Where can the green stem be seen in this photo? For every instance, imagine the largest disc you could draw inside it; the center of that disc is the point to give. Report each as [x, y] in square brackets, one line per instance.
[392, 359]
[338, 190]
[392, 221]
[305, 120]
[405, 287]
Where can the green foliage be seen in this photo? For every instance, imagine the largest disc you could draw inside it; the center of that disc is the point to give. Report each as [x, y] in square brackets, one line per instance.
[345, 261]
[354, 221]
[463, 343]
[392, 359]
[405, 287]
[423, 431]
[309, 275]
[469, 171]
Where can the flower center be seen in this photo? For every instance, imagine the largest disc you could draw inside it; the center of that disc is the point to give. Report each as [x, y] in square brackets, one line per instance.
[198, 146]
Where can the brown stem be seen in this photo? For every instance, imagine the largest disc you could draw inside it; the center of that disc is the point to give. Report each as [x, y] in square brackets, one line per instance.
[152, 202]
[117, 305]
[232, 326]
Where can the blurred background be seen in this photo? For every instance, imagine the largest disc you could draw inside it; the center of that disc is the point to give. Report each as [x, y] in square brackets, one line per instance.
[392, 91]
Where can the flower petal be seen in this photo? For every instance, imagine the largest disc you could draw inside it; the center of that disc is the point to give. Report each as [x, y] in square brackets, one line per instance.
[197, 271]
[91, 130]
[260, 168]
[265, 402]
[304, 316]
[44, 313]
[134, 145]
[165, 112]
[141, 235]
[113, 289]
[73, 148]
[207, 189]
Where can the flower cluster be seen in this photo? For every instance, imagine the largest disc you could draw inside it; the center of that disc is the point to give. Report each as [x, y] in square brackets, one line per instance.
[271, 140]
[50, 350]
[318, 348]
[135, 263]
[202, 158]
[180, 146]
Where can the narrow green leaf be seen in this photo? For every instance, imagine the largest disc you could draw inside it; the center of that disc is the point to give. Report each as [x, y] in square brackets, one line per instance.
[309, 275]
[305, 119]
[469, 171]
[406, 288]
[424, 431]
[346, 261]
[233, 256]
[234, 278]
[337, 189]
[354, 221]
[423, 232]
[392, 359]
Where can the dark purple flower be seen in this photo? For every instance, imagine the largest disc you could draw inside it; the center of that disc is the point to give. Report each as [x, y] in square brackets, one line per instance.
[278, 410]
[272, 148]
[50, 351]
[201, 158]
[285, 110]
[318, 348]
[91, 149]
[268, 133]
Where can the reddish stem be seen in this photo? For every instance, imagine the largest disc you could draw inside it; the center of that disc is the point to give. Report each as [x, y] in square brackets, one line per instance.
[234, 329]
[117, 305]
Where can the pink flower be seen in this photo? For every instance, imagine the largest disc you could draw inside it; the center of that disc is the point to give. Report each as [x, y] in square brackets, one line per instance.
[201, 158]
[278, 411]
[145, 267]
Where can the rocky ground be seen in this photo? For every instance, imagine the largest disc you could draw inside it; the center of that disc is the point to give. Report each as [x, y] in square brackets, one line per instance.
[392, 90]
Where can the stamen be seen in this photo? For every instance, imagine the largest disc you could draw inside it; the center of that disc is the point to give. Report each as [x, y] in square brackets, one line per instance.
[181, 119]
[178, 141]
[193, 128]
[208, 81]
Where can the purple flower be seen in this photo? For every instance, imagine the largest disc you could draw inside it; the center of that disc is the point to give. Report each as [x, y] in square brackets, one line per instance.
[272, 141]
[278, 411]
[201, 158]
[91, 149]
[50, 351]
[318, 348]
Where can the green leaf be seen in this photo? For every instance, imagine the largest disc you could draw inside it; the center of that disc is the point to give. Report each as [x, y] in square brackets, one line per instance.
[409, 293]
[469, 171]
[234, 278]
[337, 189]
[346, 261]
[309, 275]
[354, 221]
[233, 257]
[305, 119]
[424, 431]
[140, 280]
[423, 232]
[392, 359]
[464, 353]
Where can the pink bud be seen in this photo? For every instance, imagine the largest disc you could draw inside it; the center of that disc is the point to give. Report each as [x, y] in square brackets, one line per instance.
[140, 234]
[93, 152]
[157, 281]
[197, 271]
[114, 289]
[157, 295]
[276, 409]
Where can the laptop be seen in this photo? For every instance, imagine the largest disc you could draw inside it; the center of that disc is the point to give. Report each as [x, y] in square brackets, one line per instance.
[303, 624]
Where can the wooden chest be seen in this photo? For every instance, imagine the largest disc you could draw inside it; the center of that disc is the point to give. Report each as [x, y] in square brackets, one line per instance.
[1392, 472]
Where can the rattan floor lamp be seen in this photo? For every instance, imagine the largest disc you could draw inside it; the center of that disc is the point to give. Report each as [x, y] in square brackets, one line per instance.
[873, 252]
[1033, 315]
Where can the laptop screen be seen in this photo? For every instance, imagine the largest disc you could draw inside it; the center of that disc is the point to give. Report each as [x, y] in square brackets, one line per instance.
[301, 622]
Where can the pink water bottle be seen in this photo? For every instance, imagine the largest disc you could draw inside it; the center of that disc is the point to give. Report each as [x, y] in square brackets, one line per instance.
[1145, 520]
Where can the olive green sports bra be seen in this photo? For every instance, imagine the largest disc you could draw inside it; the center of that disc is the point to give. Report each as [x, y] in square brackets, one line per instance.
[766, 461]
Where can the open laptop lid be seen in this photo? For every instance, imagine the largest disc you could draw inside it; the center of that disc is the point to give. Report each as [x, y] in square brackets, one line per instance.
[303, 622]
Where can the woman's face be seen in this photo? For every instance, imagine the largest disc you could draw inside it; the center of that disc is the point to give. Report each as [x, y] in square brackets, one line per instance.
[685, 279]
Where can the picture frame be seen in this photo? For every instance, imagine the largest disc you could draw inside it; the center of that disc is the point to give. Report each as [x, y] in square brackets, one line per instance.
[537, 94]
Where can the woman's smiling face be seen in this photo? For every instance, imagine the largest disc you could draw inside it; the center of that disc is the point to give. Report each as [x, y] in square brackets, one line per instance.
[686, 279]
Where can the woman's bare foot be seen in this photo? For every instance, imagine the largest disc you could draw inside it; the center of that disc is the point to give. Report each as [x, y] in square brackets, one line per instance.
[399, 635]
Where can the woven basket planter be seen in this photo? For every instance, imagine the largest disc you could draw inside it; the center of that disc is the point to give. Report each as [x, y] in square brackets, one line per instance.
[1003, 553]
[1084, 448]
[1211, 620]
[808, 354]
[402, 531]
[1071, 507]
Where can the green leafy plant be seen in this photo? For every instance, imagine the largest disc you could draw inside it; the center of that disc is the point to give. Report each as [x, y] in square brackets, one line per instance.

● ● ● ● ● ● ●

[AUFGABE]: Gib die Zeilen von der Zeile mit "Where can the wooden" bis einschließlich der Zeile mit "[1392, 472]" unverändert wieder.

[AUSGABE]:
Where can the wooden chest be seen in this photo? For every instance, imagine the largest disc you could draw inside it; the center of that disc is the point to give. Report each as [x, y] in square brackets, one line per instance.
[1392, 472]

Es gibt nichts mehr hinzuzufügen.